Selected excerpt>
In order to examine the impact and importance of the centralised Mughal state
which heavily relied on the capabilities of the emperor12, we shall examine the
European accounts of the deaths of the two emperors Jahangir (1627) and
Aurangzeb (1707) in the records of the English and Dutch East India Company(s)
with particular focus on the disruption of trade and administration.
The
deaths of both Emperors Jahangir and Aurangzeb were followed by a brief war of
succession. In the case of Jahangir, the infamous ‘Nur Jahan junta’ was
defeated after a series of bloody conflicts resulting in the death of Shehzada
Shahryar, Nur Jahan’s (Jahangir’s second wife) house arrest and the
enthronement of Prince Khurram or Shah Jahan (regnal title) as the Mughal
emperor.13 In the case of Aurangzeb, his death was followed by a war of
succession among his sons Muhammad Kam Baksh, Muhammad Azam Shah and Muhammad
Mu’azzam who ascended the throne as Emperor Bahadur Shah but proved to be a
very weak ruler.
With
regard to the death of Jahangir in October 1627, the English East India Company
accounts are surprisingly silent and only mention his death in the passing in a
27 page long report to the Company from Surat dated January 4, 1628:
“a
suddaine rumour overspread the land with the King’s death, which filled all men
with feare and expectation, except only rebells and theeves that make itt their
harvest. The newes was first whispered here the 19th November, but within two
dayes after, publikly divulged: whose decease was the first of the sayd moneth
in his journey twixt Cashmere and Lahoare.”14
The
rest of the letter mentions that there is ample speculation as to who would be
succeeding the deceased Emperor but it also mentions that the Governor of Surat
and the “principalls of these inhabitants (being naturall Persians) directed
secretly their peticions unto Prince Charoom [Khurram].”15 Subsequent letters
and reports also do not mention any large scale disruption of trade or money
remittances to and from Surat. On February 17, 1628, the ‘President and Council
at Surat’ is informed by factors at Agra that:
“Shaw
Jehaun sate in his royall throne the 4th ditto and was saluted and proclaimed
King, with the cuttbah read according to the custome of his ancestours […]
cruellie murthered all other princes of the blood.”16
These
reports along with the absence of any extensive description of chaos are
sufficient to conclude that although there was turmoil and confusion as a
result of the Emperor’s death, the chaos does not seem to be extensive and more
importantly a hindrance to commercial activities as Jones suggested.

Dataset entries>
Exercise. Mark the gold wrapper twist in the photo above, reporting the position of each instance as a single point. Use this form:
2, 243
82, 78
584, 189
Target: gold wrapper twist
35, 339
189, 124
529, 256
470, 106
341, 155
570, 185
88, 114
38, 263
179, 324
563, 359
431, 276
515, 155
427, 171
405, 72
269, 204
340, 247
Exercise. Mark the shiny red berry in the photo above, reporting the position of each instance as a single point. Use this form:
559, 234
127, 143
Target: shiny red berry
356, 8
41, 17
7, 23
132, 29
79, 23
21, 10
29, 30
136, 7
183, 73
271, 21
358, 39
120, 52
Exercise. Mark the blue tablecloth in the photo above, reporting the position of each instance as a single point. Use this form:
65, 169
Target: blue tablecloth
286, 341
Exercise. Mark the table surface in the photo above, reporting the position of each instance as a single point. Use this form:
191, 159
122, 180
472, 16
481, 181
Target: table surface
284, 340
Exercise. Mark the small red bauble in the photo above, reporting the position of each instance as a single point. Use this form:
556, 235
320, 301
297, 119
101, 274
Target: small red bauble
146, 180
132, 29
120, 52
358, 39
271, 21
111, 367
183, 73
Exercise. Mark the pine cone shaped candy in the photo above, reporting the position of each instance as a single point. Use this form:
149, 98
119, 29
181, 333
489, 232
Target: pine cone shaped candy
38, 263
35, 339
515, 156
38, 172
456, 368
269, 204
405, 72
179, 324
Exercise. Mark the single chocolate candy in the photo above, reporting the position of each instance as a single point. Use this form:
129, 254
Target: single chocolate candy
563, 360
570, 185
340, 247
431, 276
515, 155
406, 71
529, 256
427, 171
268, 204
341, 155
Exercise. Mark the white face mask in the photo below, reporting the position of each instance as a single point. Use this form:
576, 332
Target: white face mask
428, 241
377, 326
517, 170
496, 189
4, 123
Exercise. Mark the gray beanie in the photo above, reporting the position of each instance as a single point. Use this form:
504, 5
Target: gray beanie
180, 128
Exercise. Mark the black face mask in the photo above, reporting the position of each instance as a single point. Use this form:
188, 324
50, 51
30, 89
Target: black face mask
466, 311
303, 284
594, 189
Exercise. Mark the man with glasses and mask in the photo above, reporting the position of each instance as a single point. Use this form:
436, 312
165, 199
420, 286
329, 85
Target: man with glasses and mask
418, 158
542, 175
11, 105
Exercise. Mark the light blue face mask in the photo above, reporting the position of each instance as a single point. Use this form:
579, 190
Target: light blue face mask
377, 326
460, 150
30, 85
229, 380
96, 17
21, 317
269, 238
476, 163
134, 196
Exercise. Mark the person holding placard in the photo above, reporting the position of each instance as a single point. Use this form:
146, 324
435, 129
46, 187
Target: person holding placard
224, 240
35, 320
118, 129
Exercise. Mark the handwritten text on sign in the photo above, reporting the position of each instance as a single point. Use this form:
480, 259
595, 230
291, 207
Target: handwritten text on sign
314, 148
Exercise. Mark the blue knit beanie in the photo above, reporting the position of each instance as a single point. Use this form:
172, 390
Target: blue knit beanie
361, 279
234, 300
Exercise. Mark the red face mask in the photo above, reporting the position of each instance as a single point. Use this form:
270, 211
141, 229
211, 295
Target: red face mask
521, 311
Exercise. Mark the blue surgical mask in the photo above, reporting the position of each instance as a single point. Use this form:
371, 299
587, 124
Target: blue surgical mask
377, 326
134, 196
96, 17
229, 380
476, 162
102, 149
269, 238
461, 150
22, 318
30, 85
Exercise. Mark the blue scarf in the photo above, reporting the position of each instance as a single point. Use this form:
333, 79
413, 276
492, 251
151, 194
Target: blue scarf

Your tasks>
(1) Answer the following from the excerpt on the Mughal emperors' deaths:
(a) On what date was the news of Jahangir's death first whispered at Surat, according to the January 1628 report?
(b) What regnal title did Prince Khurram take?
(c) Under what title did Muhammad Mu'azzam ascend the throne?
(2) Reproduce word for word the passage of the excerpt on the Mughal emperors' deaths that begins at the words "In order to" and stops after the words "trade and administration.".
The records were drawn from a separate, unrelated source.

Answers to the exercise>
(1)
(a) The 19th of November.
(b) Shah Jahan.
(c) Emperor Bahadur Shah.

(2)
In order to examine the impact and importance of the centralised Mughal state
which heavily relied on the capabilities of the emperor12, we shall examine the
European accounts of the deaths of the two emperors Jahangir (1627) and
Aurangzeb (1707) in the records of the English and Dutch East India Company(s)
with particular focus on the disruption of trade and administration.